TASK => Output each line of the data word for word, from the first through the line that holds "Request = tag one keypoint per instance of the log", and leave off whatever follows.
▽
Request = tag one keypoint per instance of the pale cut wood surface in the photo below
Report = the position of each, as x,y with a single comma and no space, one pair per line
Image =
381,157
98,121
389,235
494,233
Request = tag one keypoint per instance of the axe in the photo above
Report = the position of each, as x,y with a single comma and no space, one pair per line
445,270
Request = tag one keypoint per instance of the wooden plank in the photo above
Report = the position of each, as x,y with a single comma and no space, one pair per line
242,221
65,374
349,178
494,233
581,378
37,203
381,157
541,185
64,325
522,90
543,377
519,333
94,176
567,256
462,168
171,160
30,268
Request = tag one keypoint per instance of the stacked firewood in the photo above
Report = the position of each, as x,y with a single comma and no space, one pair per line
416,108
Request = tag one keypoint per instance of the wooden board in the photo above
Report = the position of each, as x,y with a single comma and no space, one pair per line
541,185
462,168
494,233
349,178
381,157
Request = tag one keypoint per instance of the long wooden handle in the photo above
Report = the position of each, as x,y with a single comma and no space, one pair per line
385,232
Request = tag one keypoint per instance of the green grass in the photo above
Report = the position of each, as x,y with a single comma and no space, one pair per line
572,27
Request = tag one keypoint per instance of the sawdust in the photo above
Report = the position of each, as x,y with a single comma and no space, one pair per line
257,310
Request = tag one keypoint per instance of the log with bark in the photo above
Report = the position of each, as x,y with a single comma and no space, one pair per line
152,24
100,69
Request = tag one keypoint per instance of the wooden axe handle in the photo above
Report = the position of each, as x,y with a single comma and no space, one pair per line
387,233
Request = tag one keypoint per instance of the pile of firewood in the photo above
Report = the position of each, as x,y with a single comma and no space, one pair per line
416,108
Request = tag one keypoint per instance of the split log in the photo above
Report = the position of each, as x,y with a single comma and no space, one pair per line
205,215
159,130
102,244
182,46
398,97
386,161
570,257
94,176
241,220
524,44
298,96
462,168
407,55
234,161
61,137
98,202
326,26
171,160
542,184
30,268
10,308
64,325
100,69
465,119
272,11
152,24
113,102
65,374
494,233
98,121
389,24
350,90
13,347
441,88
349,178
△
WRITTEN ANSWER =>
Request = tag one keypoint per instance of the pale cut wood surface in the photo below
Report = the position of each, as x,y with a single comma and no space, one pair per line
Image =
381,157
98,121
389,235
494,233
Request = tag one keypoint per instance of the axe in the photo above
Report = the position of each, as x,y with a single comma and no space, one pair per line
445,270
Request = tag one keypoint per instance of the wooden plank in the photo above
Report = the position of each, as x,y with a single comma and no space, one pair per line
242,221
65,374
349,178
494,233
581,378
37,203
381,157
541,185
64,325
522,90
543,377
519,333
94,176
567,256
462,168
171,160
30,268
Request = tag one keypoint per instance of the stacked firewood in the photo above
Report = the position of each, as x,y with a single comma and no space, one pair per line
416,108
Request = tag one keypoint per instance of the wooden board in the photo above
Report = the position of each, as x,y with a single comma and no space, one pair per line
541,185
462,168
494,233
349,178
381,157
Request = tag one keypoint per instance of the long wooden handle in the photo above
Report = the position of each, as x,y with a single comma and no space, one pair per line
385,232
Request = tag one keypoint per instance of the green grass in the photo above
Report = the position of each, as x,y with a single comma and no space, one pair per line
572,27
Request = tag one keypoint per instance of the sawdust in the photo above
Report = the position of each, as x,y with a single comma and no space, one pair per line
257,310
Request = tag one keypoint per instance of the log with bark in the photo above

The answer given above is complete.